→ **Text excerpt**:
==============================
- In 1984, Franz Joseph II appointed his son and heir apparent Hereditary Prince Hans-Adam as regent, transferring to him the exercise of his sovereign authority. Hans-Adam succeeded as Hans-Adam II upon his father's death in 1989.
- On 15 August 2004, Hans-Adam II in turn formally transferred the exercise of his sovereign powers to his son and heir apparent, Alois, Hereditary Prince of Liechtenstein, who has since served as regent while Hans-Adam II remains head of state.

==Other notable princes and princesses regent==
More prince-regents (often without such specific title) are to be found in List of regents.
- Duke of Zhou Dan served as prince regent for his nephew King Cheng of Zhou until the latter came of age.
- Tiberius Constantine served as regent for his mentally incapacitated adoptive father Justin II whilst holding the rank of Caesar (574–578).
==============================
→ **Data supplied**:
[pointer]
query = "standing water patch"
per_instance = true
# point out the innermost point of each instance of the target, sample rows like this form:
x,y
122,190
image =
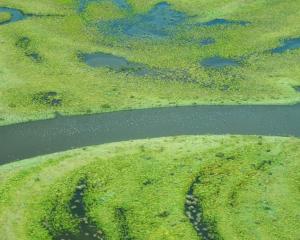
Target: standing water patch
x,y
223,22
15,15
158,22
288,45
297,88
219,62
207,41
122,4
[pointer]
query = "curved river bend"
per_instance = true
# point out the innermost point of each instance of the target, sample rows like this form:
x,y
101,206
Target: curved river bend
x,y
36,138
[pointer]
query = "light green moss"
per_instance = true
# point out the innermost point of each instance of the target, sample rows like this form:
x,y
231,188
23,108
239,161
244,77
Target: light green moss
x,y
263,78
4,17
248,187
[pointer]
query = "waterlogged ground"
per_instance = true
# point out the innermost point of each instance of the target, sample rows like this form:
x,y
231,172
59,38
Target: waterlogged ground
x,y
173,188
152,53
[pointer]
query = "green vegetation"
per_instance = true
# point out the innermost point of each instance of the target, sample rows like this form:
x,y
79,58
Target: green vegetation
x,y
50,62
4,17
248,188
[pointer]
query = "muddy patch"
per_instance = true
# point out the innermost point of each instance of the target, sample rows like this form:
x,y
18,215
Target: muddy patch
x,y
121,218
47,98
194,212
223,22
219,62
86,229
15,15
288,45
207,42
158,22
24,43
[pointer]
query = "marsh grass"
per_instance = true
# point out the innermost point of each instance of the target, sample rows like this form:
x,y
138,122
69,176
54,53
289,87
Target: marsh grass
x,y
262,77
4,17
137,190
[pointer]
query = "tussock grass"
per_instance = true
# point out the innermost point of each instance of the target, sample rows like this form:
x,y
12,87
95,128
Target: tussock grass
x,y
262,77
248,186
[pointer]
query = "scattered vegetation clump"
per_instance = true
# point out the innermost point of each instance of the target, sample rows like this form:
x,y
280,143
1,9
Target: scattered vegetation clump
x,y
4,17
101,190
47,98
166,41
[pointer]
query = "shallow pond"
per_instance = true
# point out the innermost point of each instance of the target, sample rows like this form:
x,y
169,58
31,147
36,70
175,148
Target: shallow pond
x,y
122,4
221,21
207,41
16,15
159,21
287,45
219,62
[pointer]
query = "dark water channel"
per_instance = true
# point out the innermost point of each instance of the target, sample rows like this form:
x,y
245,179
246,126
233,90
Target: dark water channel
x,y
36,138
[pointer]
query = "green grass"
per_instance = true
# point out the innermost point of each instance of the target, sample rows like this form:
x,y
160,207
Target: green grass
x,y
263,78
249,188
4,17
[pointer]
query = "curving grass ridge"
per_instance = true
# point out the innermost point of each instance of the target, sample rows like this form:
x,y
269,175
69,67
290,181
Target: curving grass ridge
x,y
137,190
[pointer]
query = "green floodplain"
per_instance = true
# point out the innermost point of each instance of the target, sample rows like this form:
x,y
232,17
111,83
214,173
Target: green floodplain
x,y
248,188
40,55
74,57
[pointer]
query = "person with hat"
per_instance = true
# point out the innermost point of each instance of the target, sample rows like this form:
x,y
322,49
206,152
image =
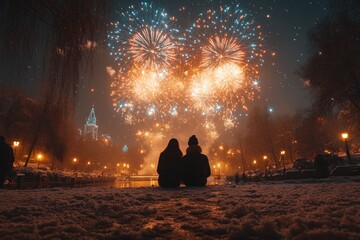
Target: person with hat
x,y
196,168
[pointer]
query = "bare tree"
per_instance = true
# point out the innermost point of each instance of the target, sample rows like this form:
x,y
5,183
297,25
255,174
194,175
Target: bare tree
x,y
64,33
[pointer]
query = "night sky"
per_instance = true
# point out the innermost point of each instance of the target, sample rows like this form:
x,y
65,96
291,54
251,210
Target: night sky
x,y
284,23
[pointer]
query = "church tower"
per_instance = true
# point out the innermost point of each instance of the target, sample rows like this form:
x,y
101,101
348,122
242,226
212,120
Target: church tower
x,y
90,127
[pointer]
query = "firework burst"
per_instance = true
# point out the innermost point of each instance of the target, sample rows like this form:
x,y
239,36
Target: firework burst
x,y
144,47
226,52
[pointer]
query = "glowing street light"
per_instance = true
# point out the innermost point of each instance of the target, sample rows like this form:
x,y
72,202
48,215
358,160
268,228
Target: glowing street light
x,y
345,136
39,157
282,153
16,145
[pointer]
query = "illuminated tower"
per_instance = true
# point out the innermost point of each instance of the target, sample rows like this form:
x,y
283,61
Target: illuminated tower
x,y
90,127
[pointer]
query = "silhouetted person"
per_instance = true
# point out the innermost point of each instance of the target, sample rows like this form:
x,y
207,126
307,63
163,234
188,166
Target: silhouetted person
x,y
6,161
321,166
169,166
196,168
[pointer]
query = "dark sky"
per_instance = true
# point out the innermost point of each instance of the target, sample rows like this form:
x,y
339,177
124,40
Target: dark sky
x,y
285,24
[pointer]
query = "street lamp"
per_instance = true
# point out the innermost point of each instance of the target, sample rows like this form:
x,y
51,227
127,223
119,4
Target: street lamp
x,y
282,153
265,163
75,161
345,136
16,145
39,157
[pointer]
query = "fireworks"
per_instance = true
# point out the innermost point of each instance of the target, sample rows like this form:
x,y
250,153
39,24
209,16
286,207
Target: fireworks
x,y
225,55
222,52
143,45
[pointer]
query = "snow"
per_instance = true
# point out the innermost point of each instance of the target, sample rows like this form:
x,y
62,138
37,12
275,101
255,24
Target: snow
x,y
298,209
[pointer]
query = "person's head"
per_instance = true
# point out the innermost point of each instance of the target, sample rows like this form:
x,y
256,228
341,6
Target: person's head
x,y
173,143
193,141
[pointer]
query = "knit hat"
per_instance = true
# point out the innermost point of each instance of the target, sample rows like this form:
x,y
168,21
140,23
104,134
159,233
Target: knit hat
x,y
193,140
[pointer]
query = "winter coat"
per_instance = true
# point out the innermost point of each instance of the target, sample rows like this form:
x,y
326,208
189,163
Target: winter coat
x,y
196,168
169,169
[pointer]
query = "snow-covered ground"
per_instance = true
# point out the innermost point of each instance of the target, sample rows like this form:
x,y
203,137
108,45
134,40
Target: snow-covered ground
x,y
302,209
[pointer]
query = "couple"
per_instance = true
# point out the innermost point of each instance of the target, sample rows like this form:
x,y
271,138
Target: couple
x,y
193,169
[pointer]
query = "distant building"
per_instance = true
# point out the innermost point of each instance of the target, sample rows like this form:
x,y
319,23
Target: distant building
x,y
90,127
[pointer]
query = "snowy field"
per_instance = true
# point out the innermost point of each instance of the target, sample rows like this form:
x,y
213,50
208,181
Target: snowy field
x,y
302,209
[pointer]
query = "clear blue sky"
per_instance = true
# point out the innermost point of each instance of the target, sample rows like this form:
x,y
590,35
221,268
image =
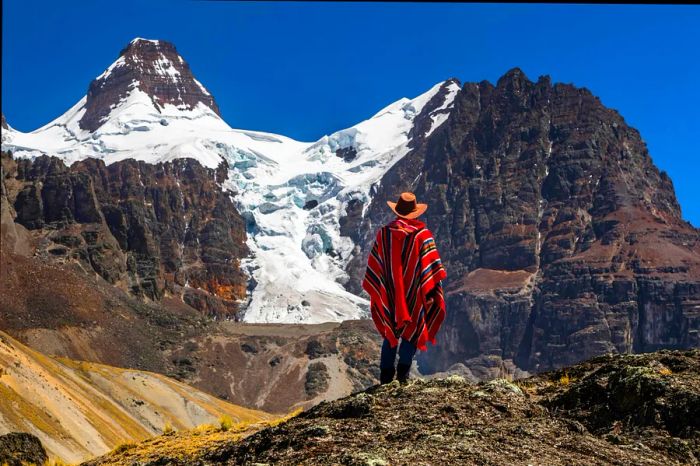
==============================
→ **What to do**:
A - From the passage on princes regent, copy the part that begins at the words "- In 1984, Franz" and ends with the words "List of regents.".
B - Name every person who, according to the passage on princes regent, was appointed regent or served as regent.
C - Continue the passage on princes regent from its last sentence.

→ **Your written answers**:
A -
- In 1984, Franz Joseph II appointed his son and heir apparent Hereditary Prince Hans-Adam as regent, transferring to him the exercise of his sovereign authority. Hans-Adam succeeded as Hans-Adam II upon his father's death in 1989.
- On 15 August 2004, Hans-Adam II in turn formally transferred the exercise of his sovereign powers to his son and heir apparent, Alois, Hereditary Prince of Liechtenstein, who has since served as regent while Hans-Adam II remains head of state.

==Other notable princes and princesses regent==
More prince-regents (often without such specific title) are to be found in List of regents.

B -
- Hereditary Prince Hans-Adam (later Hans-Adam II)
- Alois, Hereditary Prince of Liechtenstein
- Duke of Zhou Dan
- Tiberius Constantine

C -
- Philippe II, Duke of Orléans was Regent of France from the death of Louis XIV in 1715 until Louis XV came of age in 1723; this is also used as a period label for many aspects of French history, as "Régence" in French.
- Te Wherowhero Tawhiao, younger brother of Māori King Mahuta Tāwhiao, served as Whirinaki-a-te-Kiingi (Prince Regent) for his brother from 1903 to 1910. This was because Mahuta Tāwhiao spent this period of his reign as a member of the Legislative Council.
- Crown Prince Frederick of Denmark served as regent from 1784 to 1808 for his father, King Christian VII of Denmark, who was insane.
- Prince William of Prussia served as regent from 1858 to 1861 for his older brother King Frederick William IV of Prussia, who had become mentally unfit to rule.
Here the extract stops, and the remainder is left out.